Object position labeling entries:

====

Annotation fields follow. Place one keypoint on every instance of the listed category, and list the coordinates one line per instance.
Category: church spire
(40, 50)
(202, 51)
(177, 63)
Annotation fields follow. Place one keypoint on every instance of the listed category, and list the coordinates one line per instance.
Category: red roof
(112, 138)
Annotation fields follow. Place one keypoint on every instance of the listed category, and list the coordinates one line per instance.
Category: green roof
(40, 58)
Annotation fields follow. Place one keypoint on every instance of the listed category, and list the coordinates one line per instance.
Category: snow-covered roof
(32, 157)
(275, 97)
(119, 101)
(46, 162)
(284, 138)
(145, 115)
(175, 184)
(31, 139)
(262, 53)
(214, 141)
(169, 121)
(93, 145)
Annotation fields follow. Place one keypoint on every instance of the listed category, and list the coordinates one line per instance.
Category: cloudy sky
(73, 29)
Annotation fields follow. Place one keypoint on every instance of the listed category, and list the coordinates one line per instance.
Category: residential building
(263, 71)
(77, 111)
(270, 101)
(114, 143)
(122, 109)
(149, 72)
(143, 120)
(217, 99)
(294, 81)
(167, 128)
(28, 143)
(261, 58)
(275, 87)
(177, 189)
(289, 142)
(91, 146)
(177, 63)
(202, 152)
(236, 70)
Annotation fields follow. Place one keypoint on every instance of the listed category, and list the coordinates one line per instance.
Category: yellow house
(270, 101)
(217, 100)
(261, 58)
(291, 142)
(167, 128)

====

## Your objective
Rewrite the lines above with "keypoint" replaced by "marker" wherever it occurs, changing nothing else.

## Result below
Annotation fields follow. Place one marker on every instance of the listed category, and list the coordinates one line per instance.
Category: church spire
(40, 50)
(202, 51)
(177, 63)
Annotation fields follow. Place one marker on every instance of the listed category, and list the coordinates one line per instance.
Category: red roof
(112, 138)
Annotation fields follow. Place one marker on every instance of the listed category, and list the coordinates one line per instance.
Category: green roof
(40, 58)
Annotation fields follow. Place one marker on every instance of the listed category, and list the coordinates one line per instance.
Category: snow-covered roof
(32, 157)
(275, 97)
(119, 101)
(46, 162)
(284, 138)
(145, 115)
(175, 184)
(31, 139)
(262, 53)
(214, 141)
(169, 121)
(93, 145)
Annotation fields follow. Place one marker on every instance of the listed category, and list the coordinates one line per instance.
Category: cloudy sky
(73, 29)
Annotation fields follow. Place one marker on every instance of the listed category, and list the coordinates one line per instance.
Category: residential building
(263, 71)
(77, 111)
(270, 101)
(114, 143)
(122, 109)
(149, 72)
(143, 120)
(217, 99)
(294, 81)
(167, 128)
(28, 143)
(261, 58)
(275, 87)
(177, 189)
(289, 142)
(91, 146)
(177, 63)
(202, 152)
(236, 70)
Annotation fields follow. Place one marker on every instance of the listed category, and list the coordinates one line per instance.
Category: yellow house
(270, 101)
(217, 100)
(261, 58)
(291, 142)
(167, 128)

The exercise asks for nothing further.